§ **QUOTED TEXT**:
>> start
DIRECT=TRUE PARALLEL=TRUE loading is a pipe-dream for delta-loads. The cost of index rebuilds just gets too high unless you have a VERY agressive archiving strategy. It's great for full-rebuilds though.
If DS is serious about supporting Oracle, it needs to invest some serious money in developing partition-wise parallel loads and partition-exchange loading.
OCI Load: just don't.
Oracle Enterprise: use it! DS really needs to add before/after SQL for every load/select option, and it also needs and insert-only option. Use Upsert freely if updates are very rare, otherwise stick with splitting updates into a separate link.
Dynamic RDBMS: I wouldn't bother unless you REALLY need to store your SQL in a file (not supported by Enterprise) or you need a before/after SQL where one is not offered. Never use Upsert.

throbinson · Post by **throbinson** » Sat Oct 06, 2007 3:20 am

Extremely impressive. Thank you very much for taking the time to make this excellent post. This is very valuable information. It is much appreciated!

rleishman · Post by **rleishman** » Sun Oct 07, 2007 6:41 pm

Did some very quick 'n' nasty testing using Oracle Enterprise to perform parallel SELECT.

Sadly my 1-proc windoze Oracle server is not really up to the task, so the results are - again - inconclusive. Once again though, some interesting things to note.
>> end
§ **RAW DATA**:
>> start
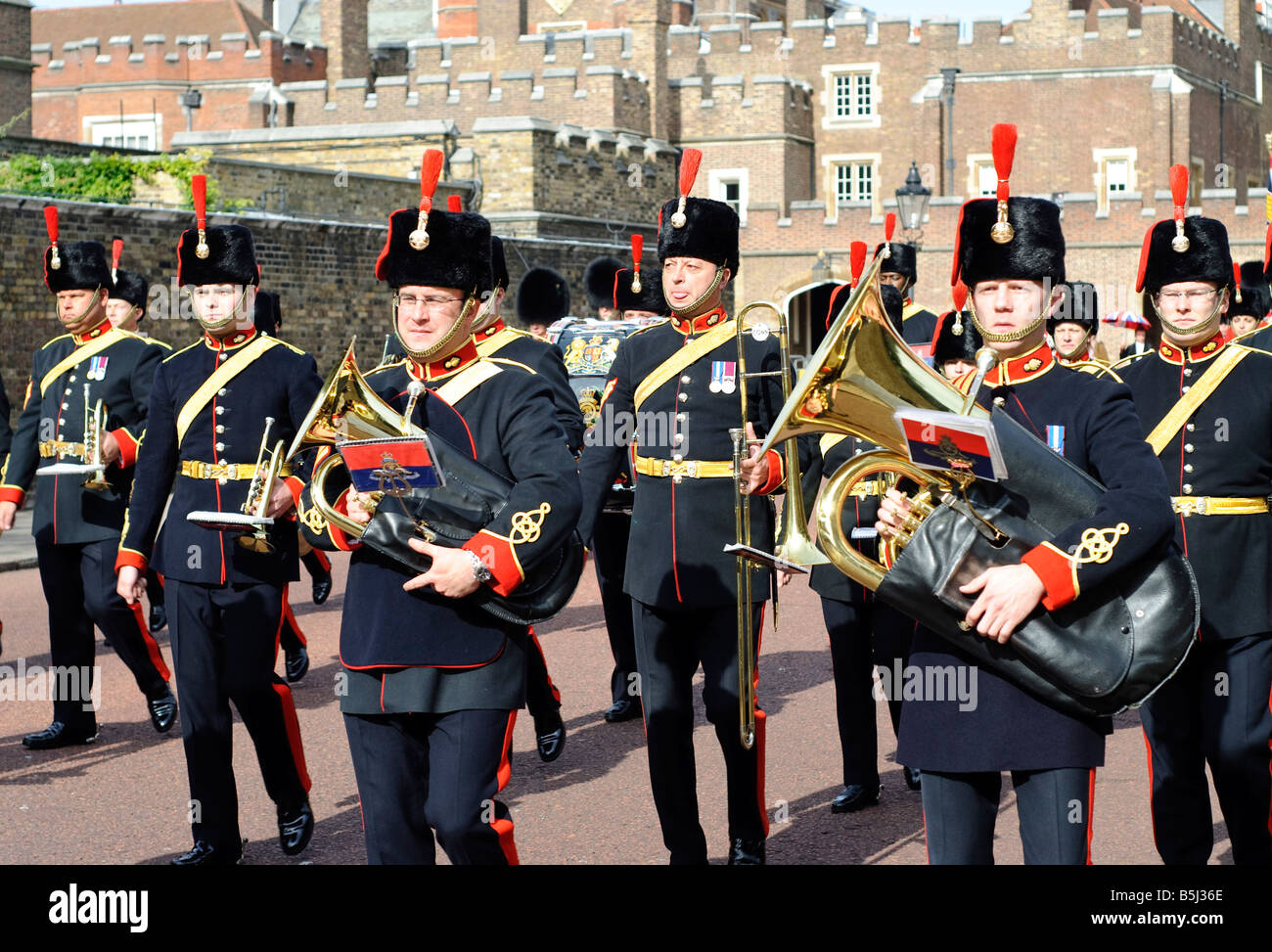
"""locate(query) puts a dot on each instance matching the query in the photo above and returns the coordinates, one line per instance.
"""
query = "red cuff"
>> end
§ **WORK INSTRUCTIONS**: Retype the Oracle loading thread from "Dynamic RDBMS: I" to "Never use Upsert.". The material above comes from a separate source unrelated to the Oracle loading thread.

§ **EXERCISE RESULT**:
Dynamic RDBMS: I wouldn't bother unless you REALLY need to store your SQL in a file (not supported by Enterprise) or you need a before/after SQL where one is not offered. Never use Upsert.